Outline annotation records
-- begin --

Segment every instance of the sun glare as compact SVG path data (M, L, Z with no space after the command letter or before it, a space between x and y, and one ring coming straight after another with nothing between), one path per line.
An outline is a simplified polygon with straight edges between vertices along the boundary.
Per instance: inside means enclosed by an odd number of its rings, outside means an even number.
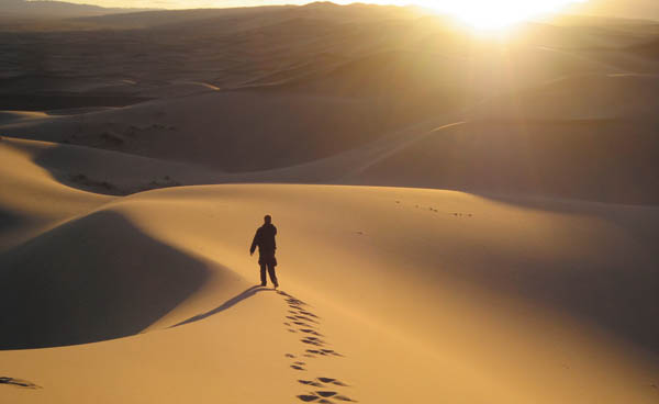
M476 30L500 30L569 3L588 0L418 0L420 5L454 15Z

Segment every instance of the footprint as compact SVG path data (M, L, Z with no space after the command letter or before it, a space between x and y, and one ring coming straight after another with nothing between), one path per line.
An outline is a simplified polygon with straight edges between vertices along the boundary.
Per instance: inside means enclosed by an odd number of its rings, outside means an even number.
M297 319L301 319L301 321L303 321L303 322L310 322L310 323L316 323L316 324L319 323L319 322L316 322L316 321L315 321L315 319L313 319L313 318L309 318L309 317L301 316L301 315L297 315L297 316L294 316L294 317L295 317Z
M319 383L319 382L314 382L313 380L298 380L299 383L302 384L306 384L306 385L313 385L314 388L322 388L323 384Z
M338 354L334 349L321 349L323 355L334 355L335 357L343 357L343 355Z
M306 334L313 334L313 335L317 335L319 337L322 337L323 335L321 333L316 333L313 329L310 328L302 328L300 329L302 333L306 333Z
M357 402L356 400L353 400L350 397L346 397L345 395L335 395L332 399L334 399L334 400L340 400L340 401L347 401L347 402L353 402L353 403Z
M300 310L299 312L300 312L300 314L304 314L304 315L308 315L308 316L310 316L310 317L319 318L319 316L317 316L317 315L315 315L315 314L313 314L313 313L311 313L311 312L305 312L305 311L303 311L303 310Z
M293 322L294 325L299 325L300 327L310 327L313 328L313 325L309 325L306 323L303 322Z
M298 399L302 400L303 402L312 402L314 400L319 400L317 395L312 395L312 394L300 394L298 395Z
M333 378L317 378L316 380L325 383L325 384L334 384L334 385L340 385L342 388L348 388L348 385L339 380L333 379Z

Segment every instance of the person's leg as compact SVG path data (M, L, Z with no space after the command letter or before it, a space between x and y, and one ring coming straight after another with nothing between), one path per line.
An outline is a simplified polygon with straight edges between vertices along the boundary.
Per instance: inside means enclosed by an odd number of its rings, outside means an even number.
M275 288L279 287L279 282L277 282L277 276L275 274L275 266L272 263L268 263L268 273L270 274L270 281Z
M268 282L266 281L266 265L261 263L261 287L265 287Z

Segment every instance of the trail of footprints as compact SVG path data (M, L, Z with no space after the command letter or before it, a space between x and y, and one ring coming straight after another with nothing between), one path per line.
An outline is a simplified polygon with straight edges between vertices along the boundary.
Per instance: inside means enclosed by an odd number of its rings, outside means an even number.
M7 377L0 377L0 384L8 384L8 385L13 385L15 388L23 388L23 389L41 389L40 385L36 385L27 380L7 378Z
M311 313L305 308L306 303L299 299L291 296L290 294L278 291L277 293L284 296L286 302L289 306L288 315L283 325L290 333L299 334L300 341L303 344L303 352L295 356L293 354L286 354L284 356L292 361L291 368L298 371L306 371L306 362L304 360L326 358L326 357L343 357L334 349L326 348L327 341L324 339L325 336L319 330L320 317ZM300 384L303 384L309 390L299 394L298 400L306 403L315 404L336 404L354 402L340 391L335 390L336 388L349 388L348 384L334 378L319 377L312 380L298 380Z

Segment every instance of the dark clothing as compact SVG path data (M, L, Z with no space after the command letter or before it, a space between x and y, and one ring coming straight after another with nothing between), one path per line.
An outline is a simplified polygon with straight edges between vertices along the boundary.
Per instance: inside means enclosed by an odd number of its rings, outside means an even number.
M261 263L261 284L266 285L266 267L268 267L268 274L270 274L270 281L273 285L279 285L277 282L277 276L275 274L275 266L270 263Z
M258 246L258 263L261 265L261 268L264 265L271 265L272 267L277 265L277 259L275 258L275 250L277 249L276 235L277 227L270 223L260 226L254 235L249 252L254 254L254 250Z

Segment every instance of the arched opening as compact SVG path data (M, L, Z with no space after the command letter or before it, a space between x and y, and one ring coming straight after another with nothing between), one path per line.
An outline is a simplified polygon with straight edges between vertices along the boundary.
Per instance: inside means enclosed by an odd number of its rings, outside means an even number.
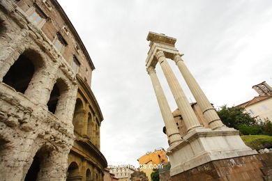
M10 68L3 78L3 82L17 92L24 93L34 72L43 66L40 54L32 50L26 50Z
M61 95L59 88L57 84L55 84L52 90L51 91L50 98L47 102L48 111L52 113L55 113L59 95Z
M24 181L36 180L38 178L40 171L43 168L43 165L47 162L46 159L49 157L50 152L48 150L43 148L39 150L33 159L31 165L24 178Z
M56 113L57 109L58 103L61 99L61 96L64 93L65 91L68 90L67 85L65 82L61 79L56 79L55 84L53 86L53 89L50 93L50 97L49 98L47 102L48 111L52 113Z
M33 74L34 66L32 62L22 54L8 70L3 78L3 82L16 91L24 93Z
M68 168L68 175L66 180L75 180L79 177L79 168L76 162L73 162Z
M84 116L83 103L80 99L77 99L75 107L74 118L73 118L73 125L74 125L74 132L76 132L78 134L81 133Z
M91 123L92 123L92 116L90 113L88 113L88 125L87 125L87 135L91 139Z
M86 171L86 181L91 181L91 171L89 168Z

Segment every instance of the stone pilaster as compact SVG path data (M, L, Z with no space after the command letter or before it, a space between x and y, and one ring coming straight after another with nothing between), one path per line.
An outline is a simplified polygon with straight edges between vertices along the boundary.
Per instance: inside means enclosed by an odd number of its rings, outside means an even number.
M217 114L216 109L211 104L199 85L190 72L183 61L181 59L181 56L179 54L175 55L174 61L179 67L179 69L191 90L192 94L194 95L195 100L199 105L206 120L209 122L210 127L214 129L224 126Z
M173 115L172 114L170 107L169 107L165 93L163 93L160 81L156 74L154 68L149 67L147 69L147 72L151 79L163 121L165 122L165 127L169 136L169 143L172 145L174 142L181 141L181 136L179 134Z
M158 51L156 54L156 57L160 63L163 73L166 77L168 85L174 95L179 109L181 112L184 123L187 127L187 131L197 127L201 127L199 122L195 116L186 96L184 94L179 83L168 64L163 51Z

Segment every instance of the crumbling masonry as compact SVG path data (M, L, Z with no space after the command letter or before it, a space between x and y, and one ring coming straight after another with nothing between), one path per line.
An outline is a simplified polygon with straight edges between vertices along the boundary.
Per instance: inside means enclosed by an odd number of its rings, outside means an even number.
M37 180L66 178L77 86L53 46L12 1L0 1L1 180L31 180L33 160Z

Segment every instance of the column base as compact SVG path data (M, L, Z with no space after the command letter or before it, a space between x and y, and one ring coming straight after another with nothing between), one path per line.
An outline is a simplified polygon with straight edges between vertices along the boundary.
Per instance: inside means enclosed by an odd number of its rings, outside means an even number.
M172 176L171 180L272 180L272 153L211 161Z
M211 161L257 154L245 145L239 132L229 127L216 130L197 128L179 144L167 149L173 176Z

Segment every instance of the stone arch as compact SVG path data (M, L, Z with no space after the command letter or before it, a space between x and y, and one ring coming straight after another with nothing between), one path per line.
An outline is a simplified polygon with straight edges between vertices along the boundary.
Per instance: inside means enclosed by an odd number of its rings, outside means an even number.
M86 171L86 180L91 181L91 173L90 169L87 169Z
M25 49L15 63L9 68L3 77L3 82L13 87L16 91L27 92L31 82L38 77L38 74L45 66L41 54L33 49Z
M49 111L56 113L59 110L65 109L63 105L64 99L63 95L68 91L68 86L63 79L61 78L56 79L47 104Z
M80 176L80 168L78 164L75 162L70 164L68 168L68 175L66 180L76 180L77 178Z
M73 125L74 125L74 132L81 134L82 128L82 121L84 116L84 104L81 99L77 98L75 102L74 117L73 118Z

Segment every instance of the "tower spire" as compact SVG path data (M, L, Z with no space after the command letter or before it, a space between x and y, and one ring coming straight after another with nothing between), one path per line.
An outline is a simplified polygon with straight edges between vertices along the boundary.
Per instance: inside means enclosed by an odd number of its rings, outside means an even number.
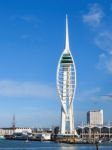
M69 33L68 33L68 16L66 15L66 38L65 38L65 51L68 53L69 48Z

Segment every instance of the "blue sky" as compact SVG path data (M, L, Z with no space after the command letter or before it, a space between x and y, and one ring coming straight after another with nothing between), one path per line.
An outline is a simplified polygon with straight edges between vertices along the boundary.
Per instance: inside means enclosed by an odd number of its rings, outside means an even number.
M69 19L77 69L75 124L88 110L112 121L112 1L0 1L0 127L51 127L60 123L56 69Z

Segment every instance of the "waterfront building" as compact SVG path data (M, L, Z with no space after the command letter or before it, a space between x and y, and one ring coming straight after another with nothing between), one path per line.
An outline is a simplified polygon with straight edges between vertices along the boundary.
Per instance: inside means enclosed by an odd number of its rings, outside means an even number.
M87 112L87 124L103 125L103 110L94 110Z
M104 125L82 124L76 130L78 135L87 141L112 139L112 123L110 122Z
M74 134L73 99L76 91L76 68L69 47L68 18L66 16L65 49L57 67L57 89L61 100L60 133Z

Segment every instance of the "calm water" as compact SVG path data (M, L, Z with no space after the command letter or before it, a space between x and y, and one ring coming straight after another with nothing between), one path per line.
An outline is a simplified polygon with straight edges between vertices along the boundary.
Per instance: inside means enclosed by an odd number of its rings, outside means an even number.
M0 140L0 150L96 150L94 145L60 144ZM112 150L112 145L100 145L99 150Z

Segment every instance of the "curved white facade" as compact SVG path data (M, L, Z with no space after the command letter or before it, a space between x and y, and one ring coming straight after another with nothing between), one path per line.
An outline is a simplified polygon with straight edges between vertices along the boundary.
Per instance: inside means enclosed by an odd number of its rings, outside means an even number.
M57 68L57 89L61 100L61 134L74 134L73 99L76 91L76 68L69 48L68 19L66 17L65 49Z

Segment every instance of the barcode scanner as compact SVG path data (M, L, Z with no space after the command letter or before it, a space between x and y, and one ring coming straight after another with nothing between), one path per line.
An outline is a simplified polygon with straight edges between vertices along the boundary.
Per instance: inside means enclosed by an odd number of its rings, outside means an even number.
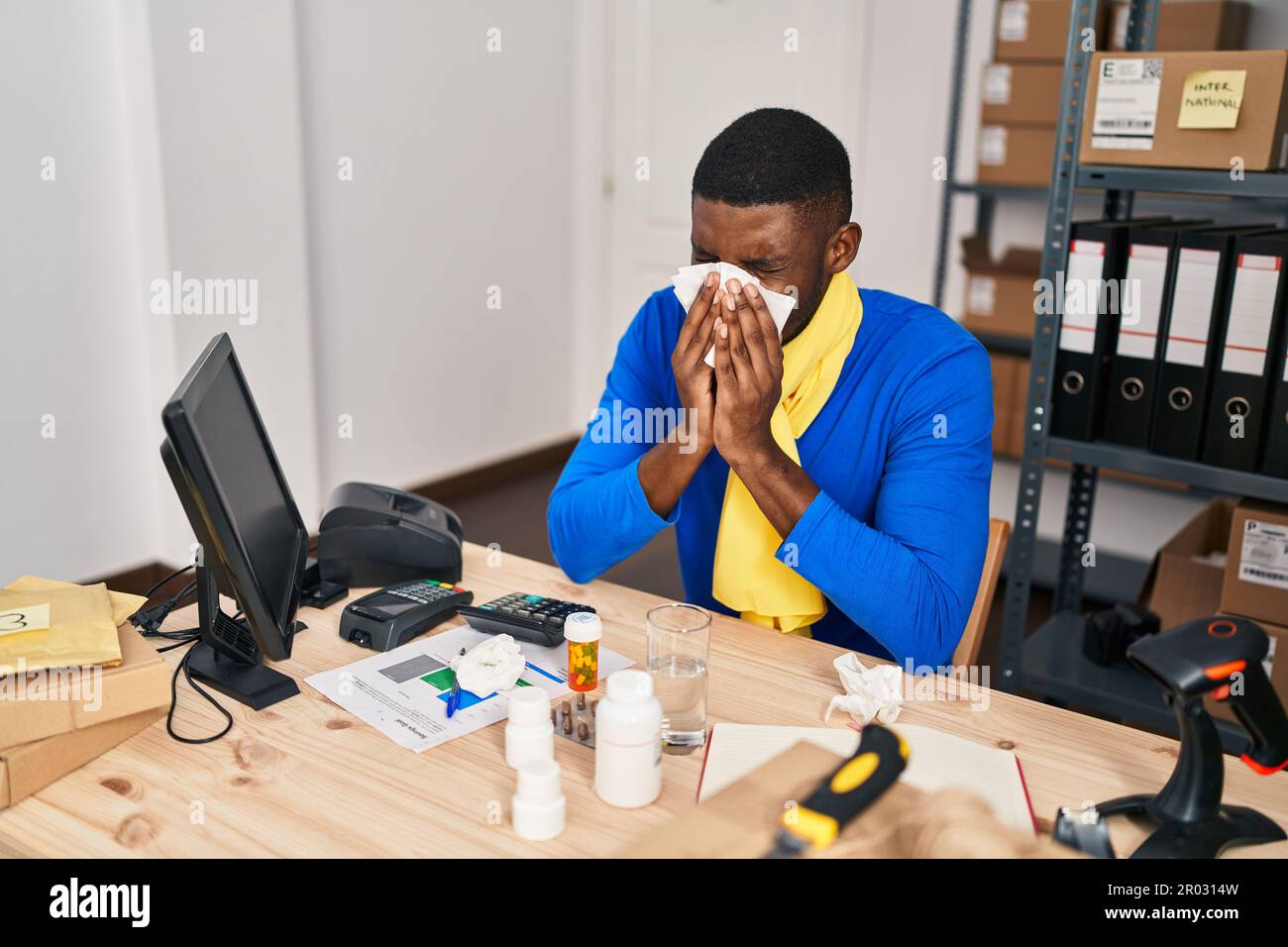
M1230 706L1251 746L1240 759L1269 776L1288 765L1288 714L1262 661L1270 635L1248 618L1200 618L1127 649L1173 697L1211 693Z
M1260 812L1221 804L1221 738L1203 709L1207 694L1229 702L1249 737L1243 761L1264 776L1288 778L1274 776L1288 765L1288 715L1261 664L1269 649L1265 629L1227 616L1190 621L1127 648L1128 660L1163 687L1181 737L1176 769L1158 795L1123 796L1095 807L1097 821L1145 816L1158 825L1132 858L1216 858L1231 845L1288 837ZM1068 828L1061 818L1056 817L1056 837L1073 837L1061 832Z

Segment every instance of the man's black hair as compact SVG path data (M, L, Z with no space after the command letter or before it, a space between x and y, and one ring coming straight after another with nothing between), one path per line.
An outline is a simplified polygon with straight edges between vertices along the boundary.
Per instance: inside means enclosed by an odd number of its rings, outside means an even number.
M850 219L850 156L804 112L757 108L702 152L693 196L735 207L796 205L805 220L831 232Z

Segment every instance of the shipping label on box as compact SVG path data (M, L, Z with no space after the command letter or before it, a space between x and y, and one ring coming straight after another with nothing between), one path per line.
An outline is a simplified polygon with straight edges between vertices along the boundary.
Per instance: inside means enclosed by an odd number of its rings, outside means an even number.
M971 316L992 316L997 305L997 280L990 276L972 276L966 291L966 312Z
M1002 43L1025 43L1029 39L1028 0L1005 0L997 13L997 39Z
M979 130L979 162L999 167L1006 164L1006 126L985 125Z
M990 106L1005 106L1011 100L1011 66L1005 62L992 63L984 70L984 102Z
M1162 59L1101 59L1092 147L1150 151L1162 86Z
M1244 521L1239 579L1288 591L1288 526Z

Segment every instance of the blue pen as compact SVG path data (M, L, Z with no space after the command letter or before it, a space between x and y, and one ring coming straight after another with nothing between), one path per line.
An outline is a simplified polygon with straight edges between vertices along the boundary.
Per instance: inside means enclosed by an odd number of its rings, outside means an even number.
M465 656L465 648L461 648L461 656ZM452 671L452 689L447 692L447 719L452 718L452 714L461 706L461 679L456 676L456 671Z

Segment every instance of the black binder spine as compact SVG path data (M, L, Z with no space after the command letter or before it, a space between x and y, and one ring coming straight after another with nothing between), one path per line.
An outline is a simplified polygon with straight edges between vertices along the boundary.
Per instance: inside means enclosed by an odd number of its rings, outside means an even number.
M1278 352L1284 305L1280 236L1235 241L1234 268L1225 294L1225 326L1213 365L1212 401L1203 438L1203 463L1256 470L1267 424L1271 352Z
M1056 341L1051 434L1092 441L1100 434L1104 376L1117 336L1106 312L1104 286L1121 276L1122 244L1117 233L1095 224L1075 224L1065 264L1065 305ZM1117 311L1117 307L1114 307Z
M1158 375L1158 329L1171 271L1171 231L1132 232L1121 289L1118 339L1105 390L1105 441L1127 447L1149 443Z

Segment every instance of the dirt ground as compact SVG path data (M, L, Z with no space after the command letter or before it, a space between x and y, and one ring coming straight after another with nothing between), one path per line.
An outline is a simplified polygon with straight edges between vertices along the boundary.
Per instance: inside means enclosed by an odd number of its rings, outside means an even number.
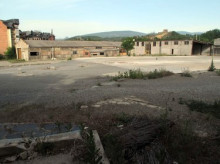
M214 61L220 68L220 57ZM0 122L75 122L106 134L109 129L101 125L109 125L113 116L166 117L178 125L190 123L198 137L213 138L220 120L180 103L220 100L220 76L206 71L210 62L207 56L119 57L0 67ZM132 68L176 74L118 81L109 76ZM192 77L182 77L184 69L193 71Z

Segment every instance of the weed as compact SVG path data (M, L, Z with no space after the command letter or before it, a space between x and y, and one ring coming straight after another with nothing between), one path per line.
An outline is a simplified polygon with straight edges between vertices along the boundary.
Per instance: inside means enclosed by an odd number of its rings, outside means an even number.
M220 76L220 69L217 69L215 72L218 76Z
M212 104L203 101L190 100L185 102L185 104L192 111L211 114L216 118L220 118L220 100L214 101Z
M132 116L122 112L116 115L116 119L122 124L127 124L132 121Z
M56 128L58 129L58 132L61 132L61 130L62 130L62 123L61 122L59 122L59 121L56 121L55 122L55 125L56 125Z
M146 74L148 79L157 79L165 76L171 76L173 75L173 72L167 71L165 69L150 71Z
M190 73L189 70L184 70L184 71L181 73L181 76L183 76L183 77L192 77L192 74Z
M214 65L213 58L212 58L212 62L211 62L211 65L210 65L209 68L208 68L208 71L213 72L213 71L215 71L215 70L216 70L216 68L215 68L215 65Z
M99 149L96 148L94 136L92 130L89 130L88 133L85 134L85 145L87 148L84 162L90 164L100 164L102 160L102 156L99 155Z
M111 163L125 163L123 148L118 138L112 134L106 134L102 139L106 155Z
M68 132L70 132L72 128L73 128L72 123L70 123L70 122L66 123L65 129L66 129Z
M49 154L54 148L54 144L50 142L38 142L34 147L34 151L40 153L41 155Z
M117 81L121 78L144 79L145 74L140 69L128 70L124 73L118 72L118 75L114 76L112 80Z

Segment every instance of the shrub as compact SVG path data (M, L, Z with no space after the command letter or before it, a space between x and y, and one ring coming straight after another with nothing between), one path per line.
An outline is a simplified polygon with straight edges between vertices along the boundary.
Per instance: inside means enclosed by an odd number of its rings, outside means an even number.
M117 81L121 78L144 79L145 74L140 69L134 69L126 71L124 73L118 72L118 75L114 76L112 80Z
M154 71L150 71L148 73L143 73L140 69L129 70L124 73L118 73L117 76L114 76L112 80L117 81L121 78L130 78L130 79L156 79L165 76L173 75L173 72L167 71L165 69L160 69L159 71L155 69Z
M190 110L205 113L205 114L211 114L212 116L216 118L220 118L220 100L214 101L214 103L206 103L203 101L197 101L197 100L189 100L189 101L182 101L182 104L186 104Z
M5 55L7 59L16 59L15 47L8 47Z
M147 73L148 79L157 79L165 76L171 76L173 75L173 72L167 71L165 69L160 69L159 71L155 69L154 71L150 71Z
M213 71L215 71L215 70L216 70L216 68L215 68L215 65L214 65L214 62L213 62L213 59L212 59L212 62L211 62L211 65L209 66L208 71L213 72Z

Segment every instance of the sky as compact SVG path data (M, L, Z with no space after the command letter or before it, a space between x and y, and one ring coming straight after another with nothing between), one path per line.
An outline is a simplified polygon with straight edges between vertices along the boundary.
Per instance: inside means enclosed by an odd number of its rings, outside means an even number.
M220 0L0 0L0 19L56 38L95 32L205 32L220 28Z

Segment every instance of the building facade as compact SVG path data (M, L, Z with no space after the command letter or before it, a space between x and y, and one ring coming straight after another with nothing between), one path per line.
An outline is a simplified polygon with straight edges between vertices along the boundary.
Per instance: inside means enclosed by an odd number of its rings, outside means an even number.
M20 31L20 38L23 40L55 40L53 31L51 33L40 31Z
M214 40L214 55L220 55L220 38Z
M19 20L0 20L0 54L4 55L8 47L19 41Z
M135 55L211 55L212 44L195 40L135 42Z
M48 60L75 57L117 56L121 42L22 40L16 44L17 59Z

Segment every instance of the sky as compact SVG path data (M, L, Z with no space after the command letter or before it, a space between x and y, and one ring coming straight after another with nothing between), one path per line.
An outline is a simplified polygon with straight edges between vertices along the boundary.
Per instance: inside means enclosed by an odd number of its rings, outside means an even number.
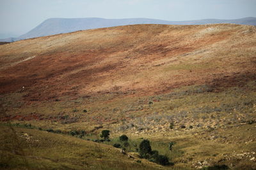
M172 21L256 17L256 0L0 0L0 38L50 18L148 18Z

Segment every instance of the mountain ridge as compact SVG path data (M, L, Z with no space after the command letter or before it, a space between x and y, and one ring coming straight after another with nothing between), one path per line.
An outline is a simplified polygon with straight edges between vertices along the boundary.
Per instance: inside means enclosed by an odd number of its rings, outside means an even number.
M256 25L256 18L246 17L233 20L209 18L184 21L168 21L147 18L116 19L97 17L77 18L51 18L45 20L34 29L18 38L1 39L0 41L12 42L40 36L71 32L79 30L134 24L203 25L211 24L235 24Z

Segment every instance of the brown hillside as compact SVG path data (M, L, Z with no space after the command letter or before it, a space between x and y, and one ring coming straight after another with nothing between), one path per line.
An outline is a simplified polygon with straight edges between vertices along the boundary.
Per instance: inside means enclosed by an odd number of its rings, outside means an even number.
M28 100L47 100L148 95L205 83L233 86L255 79L255 64L254 26L121 26L0 46L0 91L24 87Z

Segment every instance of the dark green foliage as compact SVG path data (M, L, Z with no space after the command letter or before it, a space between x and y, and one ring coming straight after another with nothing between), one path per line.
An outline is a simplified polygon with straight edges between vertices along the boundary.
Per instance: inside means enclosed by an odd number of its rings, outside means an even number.
M169 143L169 150L172 151L172 146L175 144L174 142L170 142Z
M78 111L78 110L77 110L76 108L73 110L73 112L77 112L77 111Z
M174 124L173 122L170 123L170 129L173 129L174 127Z
M129 144L128 142L125 142L125 143L124 143L124 146L125 148L127 148L127 147L128 147L129 146L130 146L130 144Z
M151 155L151 159L156 159L157 157L158 157L158 155L159 155L159 153L158 153L158 151L157 151L157 150L152 150L152 152L151 152L151 153L150 153L150 155ZM153 161L154 162L154 161Z
M103 130L101 131L100 138L104 138L104 140L106 141L109 138L110 131L109 130Z
M48 132L52 132L52 133L54 132L54 131L52 129L48 129L46 130L46 131L47 131Z
M144 139L139 146L139 153L141 158L148 159L151 153L150 143L148 139Z
M123 142L123 141L128 141L128 137L127 137L126 135L123 134L123 135L122 135L122 136L120 136L119 137L119 139L120 139L120 141L122 141L122 142Z
M113 146L116 148L121 148L121 145L120 143L115 143Z

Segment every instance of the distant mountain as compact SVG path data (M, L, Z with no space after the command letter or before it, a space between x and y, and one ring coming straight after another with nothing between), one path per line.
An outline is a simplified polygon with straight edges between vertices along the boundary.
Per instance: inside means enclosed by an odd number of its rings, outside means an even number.
M133 24L202 25L208 24L236 24L256 25L256 18L248 17L236 20L204 19L188 21L167 21L150 18L105 19L100 18L49 18L39 25L18 38L0 39L0 41L15 41L40 36L67 33L79 30L109 27Z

-- end --

EXERCISE DIRECTIONS: Can you update the records from the line containing "Segment every instance of the crumbling" through the line containing "M37 180L66 178L77" by changing "crumbling masonry" to "weathered stonework" and leaving everything else as is? Give back only those lines.

WRITTEN ANSWER:
Segment every instance of the weathered stonework as compact SVG path data (M, L, Z with no space after the command letter or before it, a space between x and y, and one ring coming straight after another with nothing between), one path per line.
An outline is a simplified polygon with straight edges between vertices along the boundary.
Per instance: inside means enclosed by an odd number of its rings, outside means an even number.
M37 180L66 178L77 86L53 46L12 1L0 1L1 180L31 180L33 160Z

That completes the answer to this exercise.